**Problem requirements:**
From the PostgreSQL conference notes, set down word for word the part that begins with "Friday, February 24, 2012" and ends with "allocations familiales (CNAF)".

Friday, February 24, 2012

PostgreSQL Conference 2012

PostgreSQL Conference 2012 was held at here.

大きな地図で見る
I attended these sessions:

  • Opening
  • Keynote 1 : How a large organisation moved its critical application toward PostgreSQL
    • By Philippe Beaudoin
    • Caisse nationale des allocations familiales (CNAF)
      • The Organization of the French social security system
      • Benefit welfare costs for 33 million families/11 million households
      • 123 CAF branches
    • Migration
      • From RFM on mainframe
      • To PostgreSQL on RHEL
      • I was the manager of all of migration team - develop, test, production and so forth.
      • It takes 18 month. There were 8 or 10 people who were assigned all over the period.
      • We use BYTEA data type to store COBOL-friendly data.
      • WE use DBSP as data transfer tool.
      • So that, we done both transferring and checking data within 24 hours.
      • There are less changed programs than expected.
    • Tests after migration are rather hard.
      • It's important to test enough and enough times.
      • 2 DBs on 2 clusters per 1 CAF branch.
      • 4 TB in gross. The largest size is 250 GB.
      • pgAdmin3 : Database management tool for developers
      • phpPgAdmin : Database management tool for testers
      • Even If you keep in mind to query simple SQL, Performance tuning is also important. So that, we can handle 33,000 SQL statement per second.
    • Customer satisfaction after migration
      • I'm proud that this project has not delayed
      • All players (from developers to end users) are satisfying.
      • There are zero problems caused by PostgreSQL itself.
    • Now we are refactoring HA system
    • And now we are migrating from PostgreSQL 8.4 to PostgreSQL 9.0.
    • Q&A
      • Q) Why do you choose PostgreSQL?

**Record excerpts:**
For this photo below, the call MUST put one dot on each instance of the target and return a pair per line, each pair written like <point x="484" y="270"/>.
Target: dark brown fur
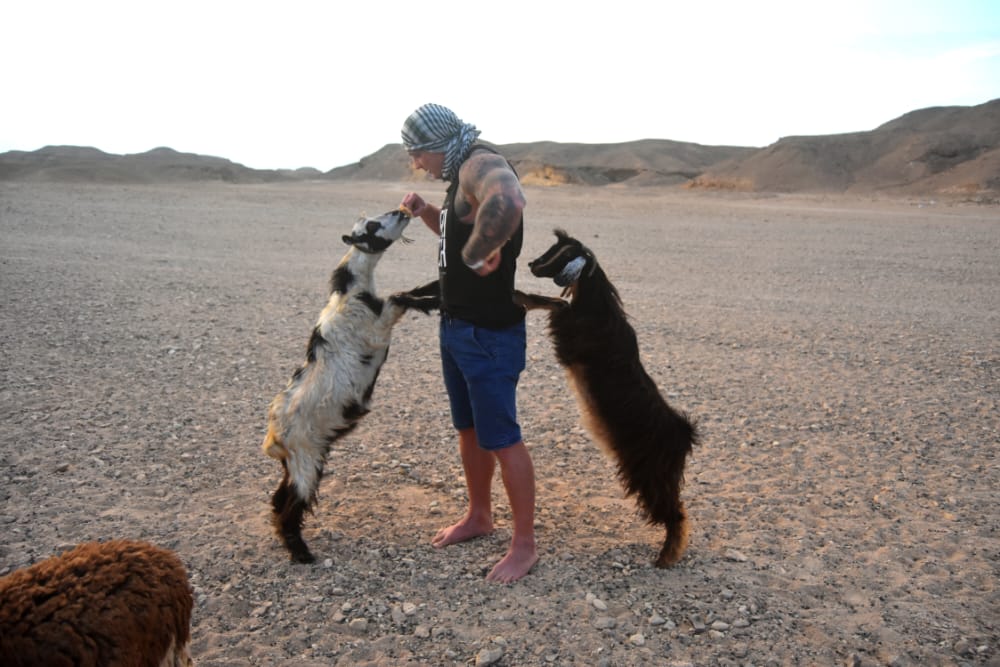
<point x="113" y="604"/>
<point x="620" y="403"/>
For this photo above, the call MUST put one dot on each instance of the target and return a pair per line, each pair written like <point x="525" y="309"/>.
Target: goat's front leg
<point x="537" y="301"/>
<point x="424" y="298"/>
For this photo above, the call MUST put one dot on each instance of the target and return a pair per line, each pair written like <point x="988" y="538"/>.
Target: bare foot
<point x="517" y="563"/>
<point x="466" y="529"/>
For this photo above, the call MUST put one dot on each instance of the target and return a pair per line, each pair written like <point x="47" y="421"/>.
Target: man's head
<point x="434" y="129"/>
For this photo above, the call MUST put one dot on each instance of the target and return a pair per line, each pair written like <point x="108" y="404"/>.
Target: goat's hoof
<point x="303" y="557"/>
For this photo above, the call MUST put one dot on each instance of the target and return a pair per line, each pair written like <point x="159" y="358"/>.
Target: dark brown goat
<point x="621" y="405"/>
<point x="112" y="604"/>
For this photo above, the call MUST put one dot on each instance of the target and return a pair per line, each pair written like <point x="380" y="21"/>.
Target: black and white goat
<point x="332" y="391"/>
<point x="621" y="405"/>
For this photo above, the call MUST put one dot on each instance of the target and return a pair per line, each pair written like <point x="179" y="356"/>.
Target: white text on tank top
<point x="443" y="226"/>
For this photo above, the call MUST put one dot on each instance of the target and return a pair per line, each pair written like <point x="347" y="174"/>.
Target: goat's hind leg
<point x="675" y="542"/>
<point x="289" y="513"/>
<point x="538" y="302"/>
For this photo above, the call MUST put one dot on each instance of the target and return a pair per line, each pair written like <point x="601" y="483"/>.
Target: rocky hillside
<point x="945" y="150"/>
<point x="934" y="151"/>
<point x="160" y="165"/>
<point x="646" y="162"/>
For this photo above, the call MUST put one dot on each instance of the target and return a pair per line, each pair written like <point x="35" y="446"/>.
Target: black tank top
<point x="486" y="301"/>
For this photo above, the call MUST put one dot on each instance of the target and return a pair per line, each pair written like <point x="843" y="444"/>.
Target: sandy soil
<point x="841" y="356"/>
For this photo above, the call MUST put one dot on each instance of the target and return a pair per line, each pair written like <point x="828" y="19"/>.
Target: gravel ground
<point x="841" y="356"/>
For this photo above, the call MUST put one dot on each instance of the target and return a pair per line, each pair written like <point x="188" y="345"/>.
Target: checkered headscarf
<point x="437" y="129"/>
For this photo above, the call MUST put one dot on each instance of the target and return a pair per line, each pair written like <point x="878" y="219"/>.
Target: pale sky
<point x="295" y="83"/>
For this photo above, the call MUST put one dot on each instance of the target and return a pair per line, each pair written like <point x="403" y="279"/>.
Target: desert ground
<point x="841" y="356"/>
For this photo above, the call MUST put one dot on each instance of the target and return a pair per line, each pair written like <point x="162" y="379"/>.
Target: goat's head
<point x="564" y="262"/>
<point x="374" y="235"/>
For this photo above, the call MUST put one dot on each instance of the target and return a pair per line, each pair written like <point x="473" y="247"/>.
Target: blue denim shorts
<point x="481" y="369"/>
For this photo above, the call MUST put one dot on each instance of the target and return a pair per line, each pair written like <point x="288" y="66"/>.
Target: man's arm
<point x="488" y="180"/>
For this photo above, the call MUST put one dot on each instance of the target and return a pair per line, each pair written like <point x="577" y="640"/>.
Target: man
<point x="482" y="331"/>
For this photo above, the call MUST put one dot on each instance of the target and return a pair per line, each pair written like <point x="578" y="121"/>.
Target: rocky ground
<point x="841" y="357"/>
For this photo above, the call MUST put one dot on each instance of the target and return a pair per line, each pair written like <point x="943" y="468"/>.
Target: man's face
<point x="432" y="163"/>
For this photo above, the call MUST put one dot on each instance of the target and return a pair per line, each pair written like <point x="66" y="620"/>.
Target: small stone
<point x="489" y="656"/>
<point x="397" y="615"/>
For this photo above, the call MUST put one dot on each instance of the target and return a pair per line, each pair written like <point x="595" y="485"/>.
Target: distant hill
<point x="939" y="150"/>
<point x="645" y="162"/>
<point x="76" y="164"/>
<point x="934" y="151"/>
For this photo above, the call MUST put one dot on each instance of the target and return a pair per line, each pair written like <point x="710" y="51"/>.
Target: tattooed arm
<point x="492" y="195"/>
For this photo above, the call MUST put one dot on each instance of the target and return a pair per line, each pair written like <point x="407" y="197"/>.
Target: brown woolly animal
<point x="332" y="391"/>
<point x="113" y="604"/>
<point x="621" y="405"/>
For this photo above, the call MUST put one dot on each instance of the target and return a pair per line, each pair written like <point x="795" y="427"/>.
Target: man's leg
<point x="479" y="465"/>
<point x="518" y="474"/>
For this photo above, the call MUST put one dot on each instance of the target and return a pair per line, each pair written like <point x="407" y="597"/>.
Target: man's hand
<point x="413" y="203"/>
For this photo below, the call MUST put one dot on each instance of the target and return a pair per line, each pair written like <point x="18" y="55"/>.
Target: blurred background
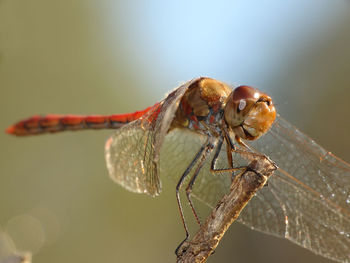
<point x="106" y="57"/>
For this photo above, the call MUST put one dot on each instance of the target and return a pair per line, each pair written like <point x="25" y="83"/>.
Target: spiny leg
<point x="229" y="149"/>
<point x="178" y="187"/>
<point x="189" y="187"/>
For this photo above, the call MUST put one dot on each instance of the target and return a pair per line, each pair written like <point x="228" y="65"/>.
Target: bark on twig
<point x="243" y="188"/>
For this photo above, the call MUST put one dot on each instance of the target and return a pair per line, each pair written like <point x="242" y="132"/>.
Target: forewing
<point x="308" y="199"/>
<point x="132" y="152"/>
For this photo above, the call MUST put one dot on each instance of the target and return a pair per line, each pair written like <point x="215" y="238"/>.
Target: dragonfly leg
<point x="178" y="187"/>
<point x="209" y="147"/>
<point x="230" y="149"/>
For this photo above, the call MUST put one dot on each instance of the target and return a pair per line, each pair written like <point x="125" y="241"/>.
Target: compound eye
<point x="243" y="93"/>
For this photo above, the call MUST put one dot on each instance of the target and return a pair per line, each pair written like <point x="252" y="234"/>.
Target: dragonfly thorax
<point x="202" y="106"/>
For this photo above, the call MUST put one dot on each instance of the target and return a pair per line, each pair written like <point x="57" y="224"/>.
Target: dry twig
<point x="243" y="188"/>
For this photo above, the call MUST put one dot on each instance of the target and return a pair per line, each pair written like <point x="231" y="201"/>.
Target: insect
<point x="197" y="133"/>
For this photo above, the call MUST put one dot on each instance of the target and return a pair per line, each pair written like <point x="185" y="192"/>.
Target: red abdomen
<point x="56" y="123"/>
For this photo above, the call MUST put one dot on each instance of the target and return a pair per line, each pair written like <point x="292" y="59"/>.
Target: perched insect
<point x="204" y="124"/>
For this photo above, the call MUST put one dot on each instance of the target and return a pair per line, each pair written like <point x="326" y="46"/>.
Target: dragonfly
<point x="196" y="134"/>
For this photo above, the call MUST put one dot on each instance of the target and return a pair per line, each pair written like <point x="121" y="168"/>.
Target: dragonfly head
<point x="249" y="112"/>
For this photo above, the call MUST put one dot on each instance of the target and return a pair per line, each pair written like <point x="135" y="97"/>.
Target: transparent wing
<point x="306" y="201"/>
<point x="132" y="152"/>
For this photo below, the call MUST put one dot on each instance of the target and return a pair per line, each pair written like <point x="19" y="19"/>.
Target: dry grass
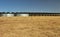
<point x="39" y="26"/>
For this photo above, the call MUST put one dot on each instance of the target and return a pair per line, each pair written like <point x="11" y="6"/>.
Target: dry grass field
<point x="35" y="26"/>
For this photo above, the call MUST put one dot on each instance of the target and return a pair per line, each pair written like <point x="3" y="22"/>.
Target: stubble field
<point x="35" y="26"/>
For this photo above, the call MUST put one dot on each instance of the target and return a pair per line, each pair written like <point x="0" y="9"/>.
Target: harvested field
<point x="35" y="26"/>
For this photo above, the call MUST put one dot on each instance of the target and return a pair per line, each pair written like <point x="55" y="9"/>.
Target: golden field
<point x="31" y="26"/>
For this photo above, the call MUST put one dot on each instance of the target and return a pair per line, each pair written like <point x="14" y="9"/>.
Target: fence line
<point x="8" y="14"/>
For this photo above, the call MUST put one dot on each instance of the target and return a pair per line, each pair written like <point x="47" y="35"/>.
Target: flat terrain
<point x="35" y="26"/>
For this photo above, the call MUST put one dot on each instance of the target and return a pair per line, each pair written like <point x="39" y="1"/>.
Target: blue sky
<point x="29" y="5"/>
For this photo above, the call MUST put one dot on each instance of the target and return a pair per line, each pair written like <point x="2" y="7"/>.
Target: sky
<point x="29" y="5"/>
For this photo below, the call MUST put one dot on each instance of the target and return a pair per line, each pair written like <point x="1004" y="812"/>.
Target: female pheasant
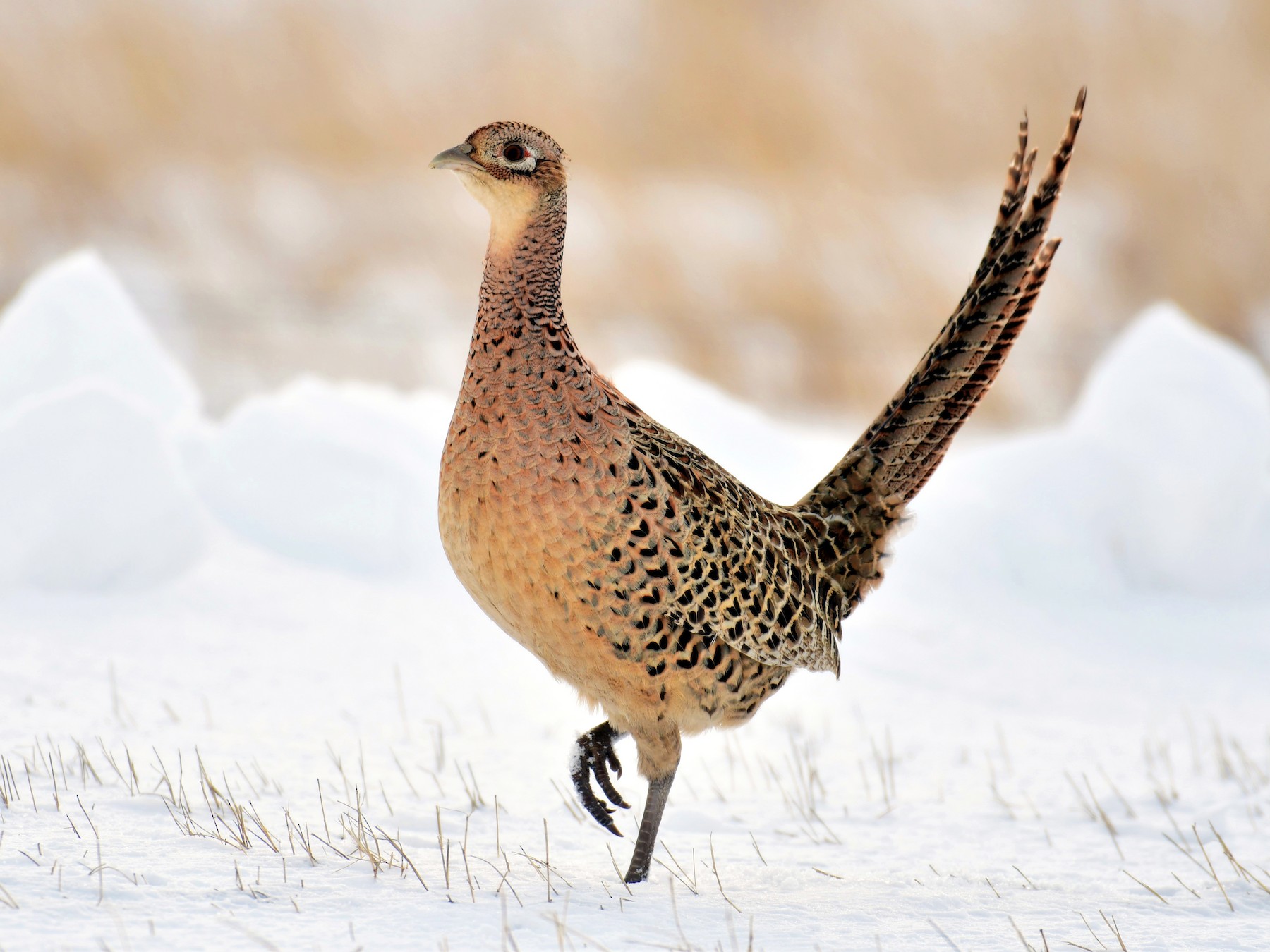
<point x="634" y="566"/>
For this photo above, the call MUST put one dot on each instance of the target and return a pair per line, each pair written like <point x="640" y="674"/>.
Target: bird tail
<point x="900" y="451"/>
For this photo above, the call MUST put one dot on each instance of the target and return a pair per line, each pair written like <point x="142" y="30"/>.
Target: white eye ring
<point x="525" y="159"/>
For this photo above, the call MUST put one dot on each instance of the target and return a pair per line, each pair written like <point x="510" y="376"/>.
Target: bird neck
<point x="521" y="285"/>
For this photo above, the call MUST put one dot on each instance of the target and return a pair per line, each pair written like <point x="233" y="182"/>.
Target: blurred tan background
<point x="787" y="198"/>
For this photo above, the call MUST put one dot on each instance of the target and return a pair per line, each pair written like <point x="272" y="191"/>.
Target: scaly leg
<point x="658" y="793"/>
<point x="595" y="755"/>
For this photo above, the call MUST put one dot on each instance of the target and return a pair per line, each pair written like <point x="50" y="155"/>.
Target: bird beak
<point x="457" y="159"/>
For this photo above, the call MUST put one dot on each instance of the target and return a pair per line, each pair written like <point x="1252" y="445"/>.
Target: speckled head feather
<point x="516" y="171"/>
<point x="490" y="145"/>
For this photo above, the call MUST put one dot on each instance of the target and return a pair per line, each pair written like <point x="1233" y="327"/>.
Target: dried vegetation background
<point x="785" y="198"/>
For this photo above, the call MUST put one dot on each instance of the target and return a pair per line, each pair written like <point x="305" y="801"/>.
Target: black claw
<point x="595" y="758"/>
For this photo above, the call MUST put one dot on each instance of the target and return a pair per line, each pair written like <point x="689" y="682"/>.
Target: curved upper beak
<point x="457" y="159"/>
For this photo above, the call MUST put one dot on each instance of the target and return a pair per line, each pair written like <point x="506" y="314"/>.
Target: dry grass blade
<point x="1144" y="886"/>
<point x="1211" y="869"/>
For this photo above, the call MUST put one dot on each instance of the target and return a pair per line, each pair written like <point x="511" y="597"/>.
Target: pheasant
<point x="635" y="568"/>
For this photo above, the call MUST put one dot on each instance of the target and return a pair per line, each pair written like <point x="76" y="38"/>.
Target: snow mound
<point x="341" y="476"/>
<point x="74" y="322"/>
<point x="1159" y="480"/>
<point x="92" y="495"/>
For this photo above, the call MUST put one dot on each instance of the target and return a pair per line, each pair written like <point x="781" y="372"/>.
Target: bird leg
<point x="595" y="757"/>
<point x="658" y="793"/>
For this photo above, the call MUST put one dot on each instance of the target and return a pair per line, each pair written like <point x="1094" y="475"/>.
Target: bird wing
<point x="730" y="564"/>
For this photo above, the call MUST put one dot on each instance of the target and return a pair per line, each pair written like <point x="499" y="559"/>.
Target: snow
<point x="92" y="495"/>
<point x="74" y="322"/>
<point x="203" y="621"/>
<point x="337" y="476"/>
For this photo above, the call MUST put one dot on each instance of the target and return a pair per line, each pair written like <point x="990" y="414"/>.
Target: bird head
<point x="514" y="171"/>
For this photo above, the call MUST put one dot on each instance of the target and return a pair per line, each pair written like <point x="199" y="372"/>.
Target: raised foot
<point x="595" y="757"/>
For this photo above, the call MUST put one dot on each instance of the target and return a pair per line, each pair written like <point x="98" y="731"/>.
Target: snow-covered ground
<point x="244" y="704"/>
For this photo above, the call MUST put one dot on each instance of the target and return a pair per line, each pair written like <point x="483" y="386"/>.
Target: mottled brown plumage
<point x="628" y="561"/>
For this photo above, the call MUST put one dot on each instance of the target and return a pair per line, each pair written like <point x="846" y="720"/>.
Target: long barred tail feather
<point x="911" y="436"/>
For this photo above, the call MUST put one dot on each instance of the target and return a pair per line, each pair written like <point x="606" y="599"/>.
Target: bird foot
<point x="595" y="757"/>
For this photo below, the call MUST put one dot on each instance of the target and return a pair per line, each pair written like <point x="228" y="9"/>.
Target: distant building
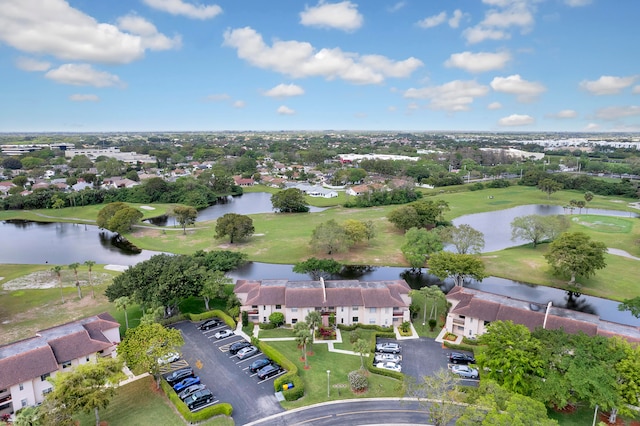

**Solution for this task:**
Friday, February 24, 2012

PostgreSQL Conference 2012

PostgreSQL Conference 2012 was held at here.

大きな地図で見る
I attended these sessions:

  • Opening
  • Keynote 1 : How a large organisation moved its critical application toward PostgreSQL
    • By Philippe Beaudoin
    • Caisse nationale des allocations familiales (CNAF)